* [Goal of the exercise] Copy out the rows below character for character, from the line containing "For each instance of the hazy" through the line containing "For each instance of the wire", including both of those lines.

* [Dataset entries]
>>
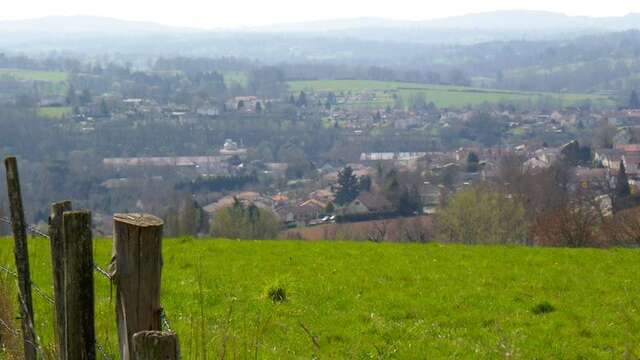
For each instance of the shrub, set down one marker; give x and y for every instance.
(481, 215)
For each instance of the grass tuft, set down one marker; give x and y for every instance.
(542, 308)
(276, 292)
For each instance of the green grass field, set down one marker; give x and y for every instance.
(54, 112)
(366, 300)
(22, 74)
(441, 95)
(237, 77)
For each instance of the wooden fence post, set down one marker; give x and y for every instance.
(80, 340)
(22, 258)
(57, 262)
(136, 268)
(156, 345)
<<
>>
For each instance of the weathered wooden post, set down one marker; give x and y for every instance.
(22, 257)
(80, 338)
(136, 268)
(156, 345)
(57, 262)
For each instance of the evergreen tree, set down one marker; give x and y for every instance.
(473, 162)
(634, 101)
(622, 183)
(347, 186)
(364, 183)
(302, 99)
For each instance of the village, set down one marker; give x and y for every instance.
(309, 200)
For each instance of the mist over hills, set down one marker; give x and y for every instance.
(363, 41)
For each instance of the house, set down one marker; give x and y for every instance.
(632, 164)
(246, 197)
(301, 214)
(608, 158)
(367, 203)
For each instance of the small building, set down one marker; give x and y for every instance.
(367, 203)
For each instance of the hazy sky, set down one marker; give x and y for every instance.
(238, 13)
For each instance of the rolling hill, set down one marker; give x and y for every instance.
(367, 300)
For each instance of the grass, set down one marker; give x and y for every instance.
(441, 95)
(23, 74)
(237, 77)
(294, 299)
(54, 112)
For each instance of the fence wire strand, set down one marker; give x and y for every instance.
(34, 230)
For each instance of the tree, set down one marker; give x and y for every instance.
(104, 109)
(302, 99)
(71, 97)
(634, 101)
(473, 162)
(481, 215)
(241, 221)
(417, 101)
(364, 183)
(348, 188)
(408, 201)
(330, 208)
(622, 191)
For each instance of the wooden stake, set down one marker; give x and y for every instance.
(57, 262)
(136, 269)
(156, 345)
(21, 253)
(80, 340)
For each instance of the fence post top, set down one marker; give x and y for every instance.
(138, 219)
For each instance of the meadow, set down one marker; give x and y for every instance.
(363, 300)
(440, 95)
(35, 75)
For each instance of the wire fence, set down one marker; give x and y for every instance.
<<
* [Solution for this problem]
For each instance of the hazy sky, set down one marker; give x and y for every instance.
(238, 13)
For each instance of the rolling hill, set down one marker; give x and y for every instance.
(367, 300)
For each instance of the grass, set down one marker; give x and y for every instance.
(441, 95)
(23, 74)
(237, 77)
(294, 299)
(54, 112)
For each instance of the fence wire strand, set down one marker; give x and y for every instance.
(34, 230)
For each instance of the tree, set down one marker; give x and y for every instance.
(104, 109)
(302, 99)
(71, 97)
(634, 101)
(473, 162)
(481, 215)
(241, 221)
(417, 101)
(364, 183)
(348, 188)
(408, 201)
(330, 208)
(622, 191)
For each instance of the wooden stake, set down one marker; give x and y for every instance.
(57, 262)
(136, 269)
(156, 345)
(21, 253)
(80, 340)
For each instance of the fence post top, set down one marker; give x and y for every instance.
(138, 219)
For each instance of the meadow, set down one marker; give x and y for every instance.
(363, 300)
(440, 95)
(35, 75)
For each instance of the wire fence, set down one marker; give x and y for every instance.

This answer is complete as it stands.